= Beginning of Section =

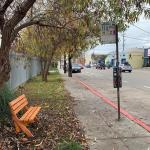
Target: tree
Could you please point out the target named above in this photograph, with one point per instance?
(42, 42)
(9, 27)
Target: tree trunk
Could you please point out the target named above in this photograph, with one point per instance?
(65, 67)
(4, 66)
(45, 69)
(69, 66)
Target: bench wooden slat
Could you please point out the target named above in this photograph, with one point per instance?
(35, 113)
(26, 114)
(20, 103)
(20, 107)
(29, 116)
(32, 114)
(17, 100)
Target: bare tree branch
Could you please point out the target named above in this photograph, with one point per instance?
(5, 6)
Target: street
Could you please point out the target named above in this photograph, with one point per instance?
(135, 92)
(99, 119)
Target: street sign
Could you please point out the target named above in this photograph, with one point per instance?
(148, 53)
(108, 33)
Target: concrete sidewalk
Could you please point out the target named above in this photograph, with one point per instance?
(99, 120)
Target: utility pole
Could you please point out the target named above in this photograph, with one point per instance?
(118, 73)
(123, 41)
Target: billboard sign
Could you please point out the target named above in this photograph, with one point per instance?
(108, 33)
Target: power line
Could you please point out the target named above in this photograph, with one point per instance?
(141, 29)
(136, 38)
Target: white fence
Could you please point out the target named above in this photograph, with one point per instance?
(22, 69)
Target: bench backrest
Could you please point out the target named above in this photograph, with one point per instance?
(18, 104)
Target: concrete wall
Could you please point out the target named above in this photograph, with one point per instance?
(22, 69)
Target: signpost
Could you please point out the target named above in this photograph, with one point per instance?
(148, 53)
(108, 33)
(109, 36)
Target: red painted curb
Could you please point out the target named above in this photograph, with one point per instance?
(107, 100)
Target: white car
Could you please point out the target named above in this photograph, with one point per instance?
(126, 67)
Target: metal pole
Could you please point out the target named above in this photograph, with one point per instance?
(117, 65)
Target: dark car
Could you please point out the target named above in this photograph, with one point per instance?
(126, 67)
(88, 66)
(82, 67)
(76, 68)
(100, 66)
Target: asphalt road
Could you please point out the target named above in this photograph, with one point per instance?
(135, 93)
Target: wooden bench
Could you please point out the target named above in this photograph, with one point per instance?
(29, 114)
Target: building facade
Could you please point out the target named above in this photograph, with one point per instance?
(134, 56)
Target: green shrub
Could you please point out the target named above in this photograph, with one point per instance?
(69, 146)
(6, 95)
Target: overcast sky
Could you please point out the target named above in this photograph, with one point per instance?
(133, 32)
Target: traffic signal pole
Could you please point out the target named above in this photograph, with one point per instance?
(117, 65)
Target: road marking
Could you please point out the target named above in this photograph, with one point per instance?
(148, 87)
(110, 102)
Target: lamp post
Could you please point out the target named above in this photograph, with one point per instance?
(118, 72)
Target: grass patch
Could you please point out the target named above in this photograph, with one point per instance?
(68, 146)
(53, 89)
(58, 122)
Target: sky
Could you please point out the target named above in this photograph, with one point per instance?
(142, 38)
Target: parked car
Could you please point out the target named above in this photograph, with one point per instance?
(82, 67)
(76, 68)
(126, 67)
(100, 66)
(88, 66)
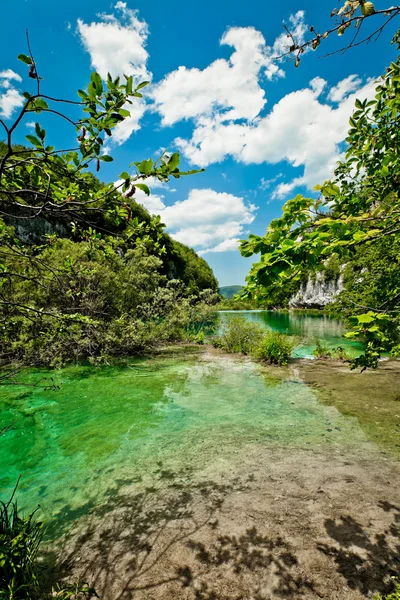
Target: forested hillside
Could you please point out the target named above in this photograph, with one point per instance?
(86, 272)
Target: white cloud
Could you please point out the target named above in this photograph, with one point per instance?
(228, 89)
(205, 219)
(225, 246)
(301, 129)
(344, 88)
(5, 76)
(117, 45)
(10, 99)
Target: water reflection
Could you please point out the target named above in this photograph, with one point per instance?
(306, 326)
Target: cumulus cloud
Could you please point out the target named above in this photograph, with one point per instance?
(301, 129)
(10, 98)
(344, 88)
(117, 45)
(225, 246)
(227, 88)
(206, 219)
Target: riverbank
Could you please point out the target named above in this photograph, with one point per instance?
(259, 522)
(313, 515)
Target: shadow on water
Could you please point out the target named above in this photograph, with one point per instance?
(368, 561)
(143, 543)
(167, 539)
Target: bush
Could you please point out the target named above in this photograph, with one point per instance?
(240, 335)
(19, 543)
(22, 576)
(321, 351)
(276, 347)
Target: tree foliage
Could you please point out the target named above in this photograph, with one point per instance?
(85, 271)
(358, 208)
(351, 16)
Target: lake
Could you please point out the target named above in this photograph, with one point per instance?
(307, 327)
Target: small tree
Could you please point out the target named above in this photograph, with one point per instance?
(359, 206)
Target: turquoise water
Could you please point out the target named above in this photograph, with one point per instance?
(108, 427)
(307, 327)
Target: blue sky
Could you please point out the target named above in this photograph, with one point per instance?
(263, 130)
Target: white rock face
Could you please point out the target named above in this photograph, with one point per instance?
(318, 293)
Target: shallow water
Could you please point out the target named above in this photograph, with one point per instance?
(111, 426)
(307, 327)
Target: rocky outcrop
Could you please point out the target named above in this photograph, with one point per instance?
(316, 293)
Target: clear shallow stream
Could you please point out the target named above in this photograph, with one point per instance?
(305, 326)
(113, 425)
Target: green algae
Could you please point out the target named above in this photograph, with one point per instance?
(119, 423)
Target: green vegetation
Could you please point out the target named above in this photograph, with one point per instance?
(86, 273)
(19, 544)
(276, 347)
(239, 336)
(242, 336)
(229, 291)
(356, 216)
(22, 574)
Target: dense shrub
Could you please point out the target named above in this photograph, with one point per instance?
(19, 543)
(92, 301)
(22, 575)
(239, 335)
(276, 347)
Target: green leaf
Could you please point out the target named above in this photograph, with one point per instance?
(26, 59)
(367, 318)
(143, 187)
(34, 140)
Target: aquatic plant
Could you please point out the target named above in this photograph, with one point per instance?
(19, 544)
(239, 336)
(22, 575)
(321, 351)
(276, 347)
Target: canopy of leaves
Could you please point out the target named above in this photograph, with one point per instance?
(359, 207)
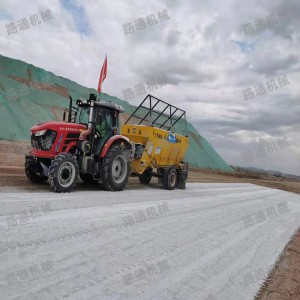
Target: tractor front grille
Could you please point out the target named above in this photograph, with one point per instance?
(44, 142)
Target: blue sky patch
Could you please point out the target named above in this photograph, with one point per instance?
(78, 14)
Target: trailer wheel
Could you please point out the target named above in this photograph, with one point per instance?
(31, 175)
(170, 178)
(63, 173)
(115, 169)
(145, 178)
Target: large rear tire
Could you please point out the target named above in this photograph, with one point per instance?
(63, 173)
(145, 178)
(31, 174)
(170, 178)
(115, 169)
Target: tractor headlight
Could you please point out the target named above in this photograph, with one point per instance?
(41, 132)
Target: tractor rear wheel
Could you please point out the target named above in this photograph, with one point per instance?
(115, 169)
(145, 178)
(31, 174)
(170, 178)
(63, 173)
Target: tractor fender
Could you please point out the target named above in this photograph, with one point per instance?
(112, 140)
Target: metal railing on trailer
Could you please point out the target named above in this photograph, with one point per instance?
(166, 118)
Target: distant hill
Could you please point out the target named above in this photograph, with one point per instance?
(266, 172)
(31, 95)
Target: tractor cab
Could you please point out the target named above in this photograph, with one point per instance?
(102, 118)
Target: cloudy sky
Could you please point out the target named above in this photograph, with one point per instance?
(232, 65)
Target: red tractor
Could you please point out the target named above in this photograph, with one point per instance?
(88, 144)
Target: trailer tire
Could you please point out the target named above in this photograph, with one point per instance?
(63, 173)
(170, 178)
(115, 169)
(145, 178)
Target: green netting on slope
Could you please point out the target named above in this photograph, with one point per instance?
(23, 105)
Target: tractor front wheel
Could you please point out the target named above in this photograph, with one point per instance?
(31, 174)
(115, 169)
(63, 173)
(170, 178)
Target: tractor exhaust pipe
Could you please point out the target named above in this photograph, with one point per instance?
(87, 132)
(70, 109)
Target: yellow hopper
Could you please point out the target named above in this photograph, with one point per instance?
(156, 145)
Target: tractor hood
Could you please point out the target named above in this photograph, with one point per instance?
(58, 126)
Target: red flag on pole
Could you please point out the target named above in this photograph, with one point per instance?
(102, 74)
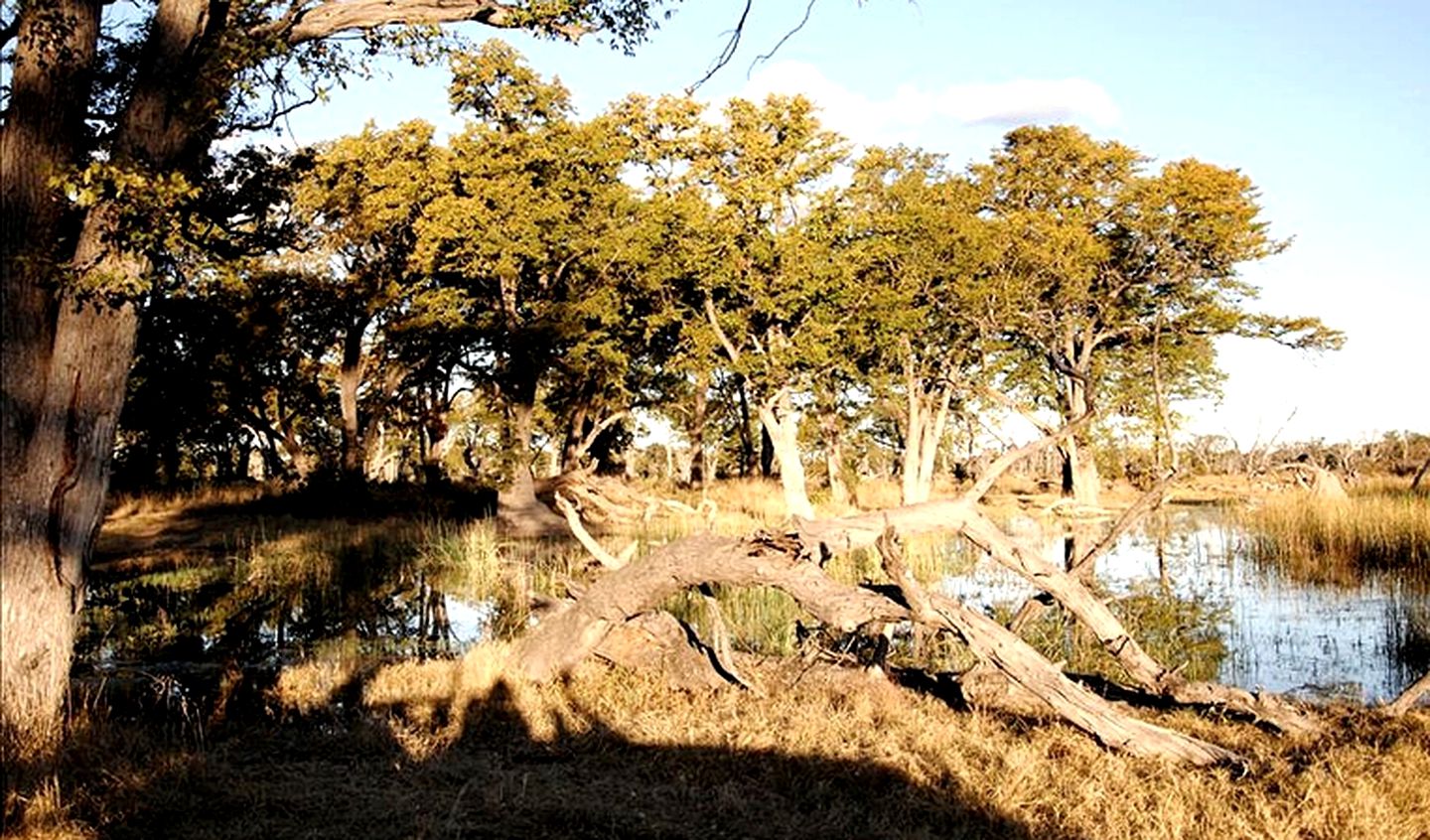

= End of Section =

HOW TO COMPLETE THIS TASK -
Taking the listing above as the source, transcribe only the lines starting at the line with "Target: road marking" and going through the line with "Target: grass patch", unaltered and with both ends included.

ANSWER TO THIS PROBLEM -
Target: road marking
Could you please point out the target named above in this photograph, with one point per instance?
(148, 87)
(110, 102)
Target: lamp post
Could you please point out the target named above in this photograph, with one point per instance?
(118, 72)
Target: grass patch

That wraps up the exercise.